Exercise | Please write out only the records starting at the line that contains "Where can you find the white ramekin" and ending at the line that contains "Where can you find the green", substituting "pin" for "marker" and leaving all else unchanged.

Material for this task |

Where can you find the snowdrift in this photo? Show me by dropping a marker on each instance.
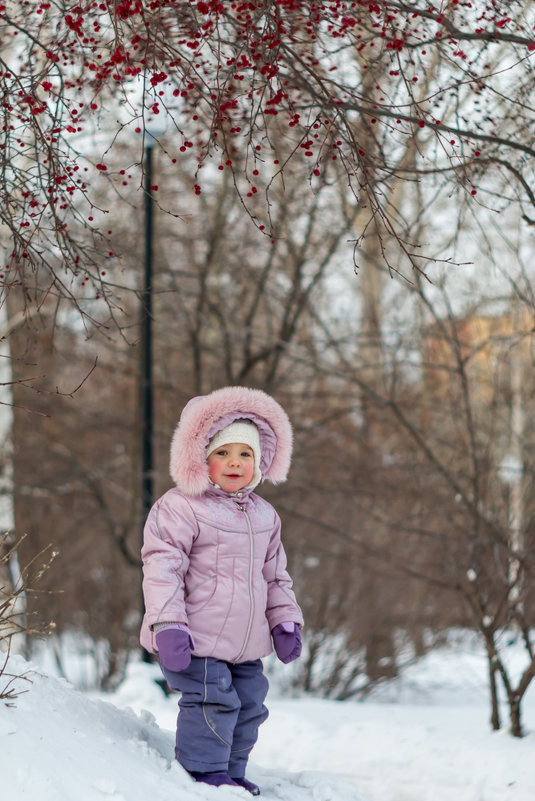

...

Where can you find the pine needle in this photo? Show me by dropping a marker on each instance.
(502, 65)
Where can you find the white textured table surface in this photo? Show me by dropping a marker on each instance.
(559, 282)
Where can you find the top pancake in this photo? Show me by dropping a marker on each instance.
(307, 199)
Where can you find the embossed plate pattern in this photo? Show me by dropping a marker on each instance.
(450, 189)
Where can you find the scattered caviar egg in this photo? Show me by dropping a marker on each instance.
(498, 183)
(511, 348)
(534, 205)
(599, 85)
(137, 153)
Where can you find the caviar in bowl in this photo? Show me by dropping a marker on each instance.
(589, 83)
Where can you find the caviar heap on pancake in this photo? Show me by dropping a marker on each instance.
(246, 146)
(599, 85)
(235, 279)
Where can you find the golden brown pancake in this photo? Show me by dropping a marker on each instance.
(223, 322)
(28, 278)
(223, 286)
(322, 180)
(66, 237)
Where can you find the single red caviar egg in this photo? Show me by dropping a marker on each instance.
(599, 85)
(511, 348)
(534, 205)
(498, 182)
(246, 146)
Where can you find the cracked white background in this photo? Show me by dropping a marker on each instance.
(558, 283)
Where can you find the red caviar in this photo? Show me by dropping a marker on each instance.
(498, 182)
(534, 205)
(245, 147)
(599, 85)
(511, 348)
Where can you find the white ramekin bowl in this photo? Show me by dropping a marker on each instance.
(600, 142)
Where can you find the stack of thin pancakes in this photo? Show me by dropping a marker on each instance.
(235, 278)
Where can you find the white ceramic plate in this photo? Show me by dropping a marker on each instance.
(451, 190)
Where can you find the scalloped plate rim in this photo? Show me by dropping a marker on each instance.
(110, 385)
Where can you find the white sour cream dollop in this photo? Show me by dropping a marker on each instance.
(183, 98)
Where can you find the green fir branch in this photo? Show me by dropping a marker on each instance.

The result |
Where can you find the white ramekin bowl in this photo? Show me by dropping a pin on each instance.
(600, 142)
Where can you find the stack of thin pancakes in this photo? Show me by dropping a pin on each instance.
(235, 278)
Where can you find the white ceramic plate in this photo? Show me by dropping a pin on each instance.
(451, 190)
Where can you find the scalloped plate rim in this photo? Show me by dropping a pin on each instance.
(110, 385)
Where can you find the white sour cream dollop in this photo? Show me by dropping a pin on each instance.
(183, 98)
Where can you find the green fir branch in this photo? Show me by dropping a pin on each instance.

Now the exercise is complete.